◆ Dataset entries:
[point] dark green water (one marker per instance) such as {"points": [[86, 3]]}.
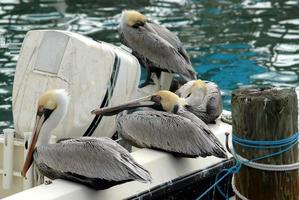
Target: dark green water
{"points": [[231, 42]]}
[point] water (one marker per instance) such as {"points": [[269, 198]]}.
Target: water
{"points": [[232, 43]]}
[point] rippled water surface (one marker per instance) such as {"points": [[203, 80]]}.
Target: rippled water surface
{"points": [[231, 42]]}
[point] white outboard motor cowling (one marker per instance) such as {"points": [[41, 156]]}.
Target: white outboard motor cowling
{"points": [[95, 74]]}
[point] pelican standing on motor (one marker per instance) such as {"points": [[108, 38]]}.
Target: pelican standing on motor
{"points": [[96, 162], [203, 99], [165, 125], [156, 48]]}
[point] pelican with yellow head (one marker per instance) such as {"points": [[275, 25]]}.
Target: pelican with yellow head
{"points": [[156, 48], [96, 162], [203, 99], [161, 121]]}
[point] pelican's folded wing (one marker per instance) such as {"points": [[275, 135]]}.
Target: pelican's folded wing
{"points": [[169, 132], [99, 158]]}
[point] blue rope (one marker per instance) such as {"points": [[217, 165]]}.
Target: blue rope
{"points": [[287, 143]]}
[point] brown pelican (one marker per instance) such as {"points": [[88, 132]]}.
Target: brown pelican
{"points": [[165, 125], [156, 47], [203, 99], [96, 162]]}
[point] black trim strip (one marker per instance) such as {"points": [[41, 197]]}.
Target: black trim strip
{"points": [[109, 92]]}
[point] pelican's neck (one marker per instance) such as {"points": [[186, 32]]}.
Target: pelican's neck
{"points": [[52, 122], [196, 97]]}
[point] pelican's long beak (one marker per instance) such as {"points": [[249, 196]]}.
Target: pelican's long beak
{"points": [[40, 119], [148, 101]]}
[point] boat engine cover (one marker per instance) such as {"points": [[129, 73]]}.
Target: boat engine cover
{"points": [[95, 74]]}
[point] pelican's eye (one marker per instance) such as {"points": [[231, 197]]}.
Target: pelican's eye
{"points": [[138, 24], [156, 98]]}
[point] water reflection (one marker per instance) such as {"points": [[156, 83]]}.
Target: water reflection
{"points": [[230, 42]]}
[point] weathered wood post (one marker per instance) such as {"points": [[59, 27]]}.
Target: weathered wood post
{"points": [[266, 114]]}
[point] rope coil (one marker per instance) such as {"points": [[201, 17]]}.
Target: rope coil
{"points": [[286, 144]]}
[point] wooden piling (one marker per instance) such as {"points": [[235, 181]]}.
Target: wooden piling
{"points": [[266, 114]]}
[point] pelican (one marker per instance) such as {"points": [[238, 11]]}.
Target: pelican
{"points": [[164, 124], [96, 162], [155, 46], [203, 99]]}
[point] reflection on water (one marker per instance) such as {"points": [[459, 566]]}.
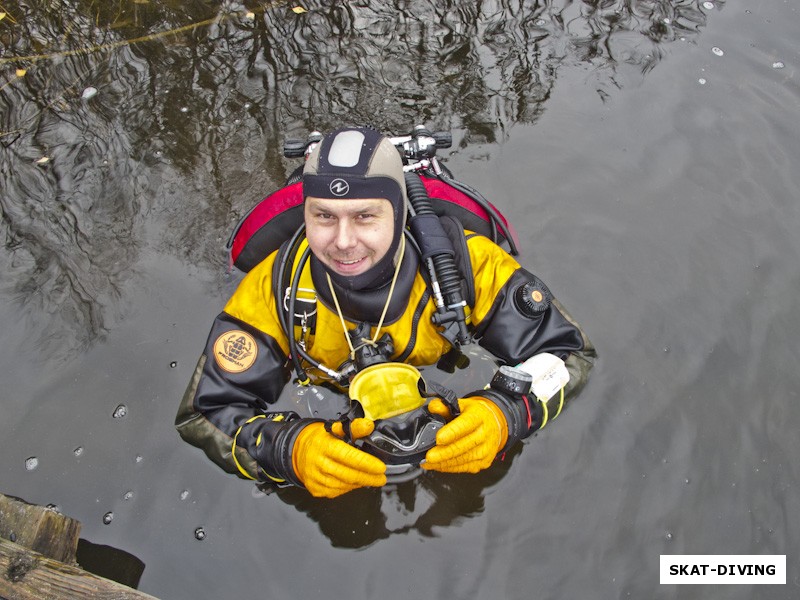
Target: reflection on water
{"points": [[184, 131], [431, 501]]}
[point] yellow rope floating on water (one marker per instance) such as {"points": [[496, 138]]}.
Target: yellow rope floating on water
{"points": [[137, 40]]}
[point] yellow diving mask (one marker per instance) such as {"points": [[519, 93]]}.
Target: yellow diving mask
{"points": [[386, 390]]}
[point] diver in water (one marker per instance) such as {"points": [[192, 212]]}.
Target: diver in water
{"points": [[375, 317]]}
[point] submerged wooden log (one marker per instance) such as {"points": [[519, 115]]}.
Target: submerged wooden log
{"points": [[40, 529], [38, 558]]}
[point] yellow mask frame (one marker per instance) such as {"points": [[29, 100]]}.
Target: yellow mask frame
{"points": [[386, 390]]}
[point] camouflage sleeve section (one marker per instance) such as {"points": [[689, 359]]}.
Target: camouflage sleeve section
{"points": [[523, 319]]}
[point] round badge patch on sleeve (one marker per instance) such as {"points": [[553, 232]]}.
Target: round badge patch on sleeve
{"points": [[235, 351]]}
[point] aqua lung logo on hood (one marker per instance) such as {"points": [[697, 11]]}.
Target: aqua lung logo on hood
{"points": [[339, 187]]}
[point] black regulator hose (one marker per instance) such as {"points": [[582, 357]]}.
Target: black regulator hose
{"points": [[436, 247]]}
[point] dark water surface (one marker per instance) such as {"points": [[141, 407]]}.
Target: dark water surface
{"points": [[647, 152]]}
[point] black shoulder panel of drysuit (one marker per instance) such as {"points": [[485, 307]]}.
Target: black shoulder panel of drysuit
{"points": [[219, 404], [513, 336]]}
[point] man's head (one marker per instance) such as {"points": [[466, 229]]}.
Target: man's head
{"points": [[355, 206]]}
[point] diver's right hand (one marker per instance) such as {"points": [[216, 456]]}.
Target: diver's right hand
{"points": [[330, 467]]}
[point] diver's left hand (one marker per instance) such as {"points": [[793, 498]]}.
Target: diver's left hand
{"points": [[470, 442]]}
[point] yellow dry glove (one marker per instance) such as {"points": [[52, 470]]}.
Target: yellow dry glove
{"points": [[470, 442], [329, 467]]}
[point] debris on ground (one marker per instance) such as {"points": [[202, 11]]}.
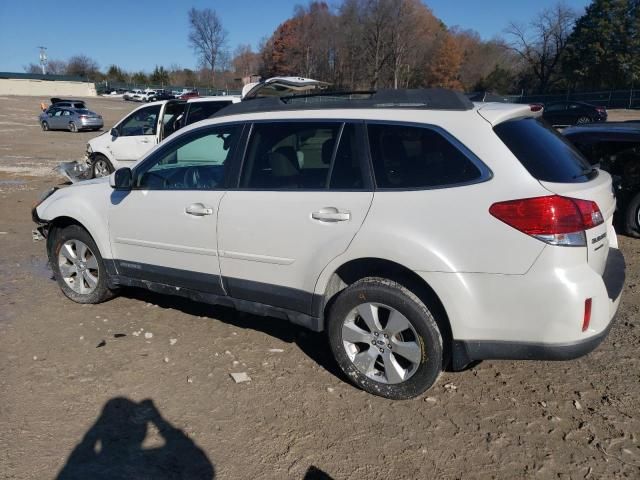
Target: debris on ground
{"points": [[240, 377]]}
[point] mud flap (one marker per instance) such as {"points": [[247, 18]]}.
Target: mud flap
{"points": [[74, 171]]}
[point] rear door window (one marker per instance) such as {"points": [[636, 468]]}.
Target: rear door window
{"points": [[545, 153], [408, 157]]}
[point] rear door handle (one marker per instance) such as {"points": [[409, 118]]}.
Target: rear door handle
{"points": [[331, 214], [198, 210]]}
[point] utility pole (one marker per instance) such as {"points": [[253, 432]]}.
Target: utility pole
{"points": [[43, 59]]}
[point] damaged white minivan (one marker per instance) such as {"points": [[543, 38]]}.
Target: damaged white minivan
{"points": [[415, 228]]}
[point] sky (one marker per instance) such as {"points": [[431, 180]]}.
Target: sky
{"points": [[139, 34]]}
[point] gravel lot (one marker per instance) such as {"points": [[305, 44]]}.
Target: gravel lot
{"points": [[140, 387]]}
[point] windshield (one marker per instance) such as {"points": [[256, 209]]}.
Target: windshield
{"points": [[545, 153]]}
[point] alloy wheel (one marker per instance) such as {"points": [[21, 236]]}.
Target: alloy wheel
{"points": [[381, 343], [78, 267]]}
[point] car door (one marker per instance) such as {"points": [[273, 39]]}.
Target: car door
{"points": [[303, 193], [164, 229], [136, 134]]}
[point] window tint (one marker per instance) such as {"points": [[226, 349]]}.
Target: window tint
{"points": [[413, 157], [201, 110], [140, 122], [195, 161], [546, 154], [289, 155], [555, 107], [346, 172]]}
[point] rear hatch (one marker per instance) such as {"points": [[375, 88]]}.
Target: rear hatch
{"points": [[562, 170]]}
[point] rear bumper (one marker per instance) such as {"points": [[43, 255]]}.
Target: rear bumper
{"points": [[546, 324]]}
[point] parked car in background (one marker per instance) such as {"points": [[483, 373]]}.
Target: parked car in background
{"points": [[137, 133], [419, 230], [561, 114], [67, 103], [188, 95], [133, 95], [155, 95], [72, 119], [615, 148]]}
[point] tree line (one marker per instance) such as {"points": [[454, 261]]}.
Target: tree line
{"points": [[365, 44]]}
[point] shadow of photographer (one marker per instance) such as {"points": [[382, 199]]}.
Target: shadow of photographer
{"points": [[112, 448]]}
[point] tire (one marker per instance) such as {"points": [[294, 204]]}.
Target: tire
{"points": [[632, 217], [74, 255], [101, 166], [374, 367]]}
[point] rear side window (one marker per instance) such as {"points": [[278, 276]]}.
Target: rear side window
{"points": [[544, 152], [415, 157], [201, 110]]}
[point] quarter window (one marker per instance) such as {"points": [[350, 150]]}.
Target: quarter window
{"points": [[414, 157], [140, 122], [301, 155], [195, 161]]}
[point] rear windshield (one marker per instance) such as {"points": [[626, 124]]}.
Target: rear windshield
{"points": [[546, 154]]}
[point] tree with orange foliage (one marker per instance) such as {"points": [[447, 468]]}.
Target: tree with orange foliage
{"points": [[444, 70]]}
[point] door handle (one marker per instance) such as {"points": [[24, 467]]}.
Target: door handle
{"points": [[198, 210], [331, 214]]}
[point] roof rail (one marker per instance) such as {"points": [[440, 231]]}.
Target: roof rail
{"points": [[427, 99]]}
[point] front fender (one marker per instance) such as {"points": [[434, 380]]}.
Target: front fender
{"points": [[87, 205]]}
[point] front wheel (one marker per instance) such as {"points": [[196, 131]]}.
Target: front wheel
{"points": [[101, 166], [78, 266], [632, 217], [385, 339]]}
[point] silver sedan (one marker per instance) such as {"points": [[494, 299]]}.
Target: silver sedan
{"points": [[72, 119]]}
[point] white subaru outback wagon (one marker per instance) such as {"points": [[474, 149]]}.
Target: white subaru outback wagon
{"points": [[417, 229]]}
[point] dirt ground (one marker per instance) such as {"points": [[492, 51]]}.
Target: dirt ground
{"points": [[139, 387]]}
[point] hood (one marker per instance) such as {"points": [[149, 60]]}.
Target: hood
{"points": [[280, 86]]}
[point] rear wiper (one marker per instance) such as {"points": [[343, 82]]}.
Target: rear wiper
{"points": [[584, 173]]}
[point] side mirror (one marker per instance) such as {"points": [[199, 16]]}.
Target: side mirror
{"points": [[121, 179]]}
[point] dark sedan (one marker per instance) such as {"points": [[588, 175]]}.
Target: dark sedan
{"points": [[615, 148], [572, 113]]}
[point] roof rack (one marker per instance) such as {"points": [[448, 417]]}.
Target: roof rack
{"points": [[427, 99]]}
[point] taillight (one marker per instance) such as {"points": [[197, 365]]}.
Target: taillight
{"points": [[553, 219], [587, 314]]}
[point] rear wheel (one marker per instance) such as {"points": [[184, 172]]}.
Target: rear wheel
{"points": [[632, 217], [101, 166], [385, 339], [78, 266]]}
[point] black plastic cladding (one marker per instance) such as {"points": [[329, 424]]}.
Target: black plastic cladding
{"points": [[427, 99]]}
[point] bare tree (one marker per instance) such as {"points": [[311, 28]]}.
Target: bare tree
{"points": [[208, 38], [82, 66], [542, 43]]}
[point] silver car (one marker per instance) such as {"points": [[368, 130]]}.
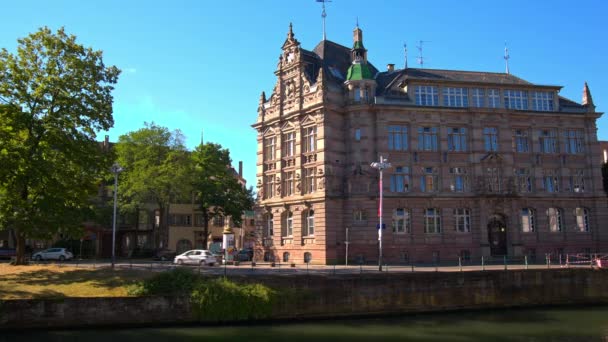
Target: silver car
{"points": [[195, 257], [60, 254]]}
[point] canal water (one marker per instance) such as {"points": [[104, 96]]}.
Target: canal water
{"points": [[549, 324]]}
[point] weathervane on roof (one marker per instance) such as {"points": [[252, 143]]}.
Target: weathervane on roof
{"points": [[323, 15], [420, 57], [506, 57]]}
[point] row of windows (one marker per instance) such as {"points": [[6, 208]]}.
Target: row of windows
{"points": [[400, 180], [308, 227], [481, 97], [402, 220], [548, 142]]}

◆ ASSIGNED TASK:
Reproduce only the lines from the beginning of the data through the line that contains "[point] white outboard", both included, and please drop the pictures.

◆ RESULT OF THE EXERCISE:
[point] dark green water (one marker per instance) such as {"points": [[86, 3]]}.
Target: dark green water
{"points": [[231, 42]]}
[point] water (one marker per instance) such as {"points": [[269, 198]]}.
Target: water
{"points": [[232, 43]]}
[point] rippled water surface (one marker per instance) such as {"points": [[203, 80]]}.
Target: rippled water surface
{"points": [[231, 42]]}
[point] white outboard motor cowling (one marker per instance) such as {"points": [[41, 156]]}.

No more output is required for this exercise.